## Selected extract
• • • • • • •

Nevertheless, full-scale war presented an ideological dilemma for the European far right, and the German far right in particular. Again, Martin Sellner underscored this dilemma (this time in the German-language far-right magazine Secession): ‘Ukraine vs. Russia–whom does the ethno-pluralist support?’ In the face of full-scale war, different ideological elements of German far-right thought clashed with each other.  Germany’s idiosyncratic combination of anti-elitist populism, ethno-pluralism, an ostentatious form of pro-Israel philosemitism, and the doctrine of non-violence, made it nearly impossible for the far right to offer coherent support for Russia, or to condemn Ukraine.

 

Different Reactions to the War

German-language far-right discourses were marked by ambivalence and indecisiveness in late February and March 2022. Several actors, including Germany’s largest far-right party Alternative for Germany (AfD), initially avoided taking a determined stance, fashioning themselves as geopolitically competent and politically neutral analysts.

Martin Sellner, for instance, emphasized in a video message on 25 February 2022, that due to his lack of personal connections to either Ukraine or Russia, he was a neutral ‘sympathizer of Putin and Russia … a sympathizer of Ukraine … and a sympathizer of America’. In a blog post on the Secession website published a few days later, Germany’s chief far-right intellectual Götz Kubitschek similarly argued that the German far right should remain neutral. He called upon his associates not to take a pro-Ukrainian position simply for the ‘hope’ of ‘shifting to the moral majority after years of pariah existence’.

In an equally ambivalent manner, in parliament AfD MP Matthias Moosdorf condemned the invasion as a ‘terrible tragedy’, and even invoked the concept of the ‘break of civilization’, a term which in German debates is normally reserved for the Holocaust. At the same time, he criticized Ukrainian language policies in the eastern part of the country, which he claimed breached the local population’s human rights.

However, in stark contrast to Moosdorf and others, dozens of violence-prone far-rightists on social media declared their willingness to fight on the Ukrainian side, and to provide material support for Ukrainian nationalist fighters.

 

Important Imaginaries

Arguably, the key to explaining different positions on the war in the Germanophone far right is to examine how these actors think about Russia and Ukraine, respectively. There are at least two partially opposed imaginaries about the two countries, and they mutually shape different geopolitical positions on the war.

In a recently published book chapter I carried out a qualitative analysis of primary material such as websites by German far-right parties like AfD, Heimat/NPD, and III. Weg (Third Way),to shed light on far-right imaginaries about Russia and Ukraine across the German-speaking far right, I also looked at social media by movements such as PEGIDA and the Identitarians. Not least, I read publications by knowledge producers such as the Institute for State Policy and Compact magazine.

• • • • • • •

## Set problem A
Answer these questions from the passage on the German far right and the war in Ukraine:
(i) In which magazine did Martin Sellner ask whom the ethno-pluralist supports?
(ii) What did AfD MP Matthias Moosdorf call the invasion in parliament?
(iii) On what date did Martin Sellner publish his video message?
## Set problem B
Edit the passage on the German far right and the war in Ukraine from "Arguably, the key" up to and including "on the war.", putting "German-speaking" in place of "Germanophone".
## Set problem C
For each statement, say whether it agrees with the passage on the German far right and the war in Ukraine:
(i) The AfD took a firm stance on the war from the start.
(ii) Götz Kubitschek argued that the German far right should stay neutral.
(iii) Matthias Moosdorf criticized Ukrainian language policies in the western part of the country.
The entries aren't needed for any of this.

Dataset excerpts on pointing to objects
• • • • • • •

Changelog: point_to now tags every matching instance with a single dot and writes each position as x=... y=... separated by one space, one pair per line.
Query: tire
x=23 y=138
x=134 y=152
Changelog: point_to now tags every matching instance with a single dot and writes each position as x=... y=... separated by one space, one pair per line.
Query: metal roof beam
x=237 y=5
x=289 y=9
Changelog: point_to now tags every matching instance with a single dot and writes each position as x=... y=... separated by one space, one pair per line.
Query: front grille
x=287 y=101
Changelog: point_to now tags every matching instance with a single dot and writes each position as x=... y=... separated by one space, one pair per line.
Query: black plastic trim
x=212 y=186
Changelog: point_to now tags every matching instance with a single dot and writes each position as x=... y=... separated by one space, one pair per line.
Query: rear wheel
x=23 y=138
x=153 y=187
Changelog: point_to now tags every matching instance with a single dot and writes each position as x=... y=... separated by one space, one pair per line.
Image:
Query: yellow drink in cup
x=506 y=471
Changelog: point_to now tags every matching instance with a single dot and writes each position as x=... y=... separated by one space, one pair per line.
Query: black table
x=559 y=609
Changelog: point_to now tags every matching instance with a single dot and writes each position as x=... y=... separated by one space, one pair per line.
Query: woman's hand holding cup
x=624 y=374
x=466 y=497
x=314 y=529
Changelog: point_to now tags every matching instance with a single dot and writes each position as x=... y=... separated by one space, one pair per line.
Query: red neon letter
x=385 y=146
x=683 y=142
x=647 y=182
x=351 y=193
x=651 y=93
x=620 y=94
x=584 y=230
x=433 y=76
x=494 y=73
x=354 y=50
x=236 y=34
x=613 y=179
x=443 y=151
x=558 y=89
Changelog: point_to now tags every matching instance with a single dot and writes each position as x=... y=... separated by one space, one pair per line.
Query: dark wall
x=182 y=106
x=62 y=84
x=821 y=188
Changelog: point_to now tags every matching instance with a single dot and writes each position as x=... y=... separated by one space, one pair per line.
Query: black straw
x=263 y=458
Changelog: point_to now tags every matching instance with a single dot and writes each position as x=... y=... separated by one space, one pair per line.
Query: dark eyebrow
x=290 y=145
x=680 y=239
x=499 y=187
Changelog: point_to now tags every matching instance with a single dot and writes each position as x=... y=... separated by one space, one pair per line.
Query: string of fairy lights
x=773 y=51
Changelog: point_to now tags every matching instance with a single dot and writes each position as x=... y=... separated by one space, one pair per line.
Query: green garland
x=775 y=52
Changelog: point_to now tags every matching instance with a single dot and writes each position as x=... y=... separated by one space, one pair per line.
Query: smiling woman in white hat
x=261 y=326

• • • • • • •

## Final result A
(i) Secession
(ii) A "terrible tragedy"
(iii) 25 February 2022

## Final result B
Arguably, the key to explaining different positions on the war in the German-speaking far right is to examine how these actors think about Russia and Ukraine, respectively. There are at least two partially opposed imaginaries about the two countries, and they mutually shape different geopolitical positions on the war.

## Final result C
(i) No: "initially avoided taking a determined stance"
(ii) Yes: "similarly argued that the German far right should remain neutral"
(iii) No: "he criticized Ukrainian language policies in the eastern part of the country"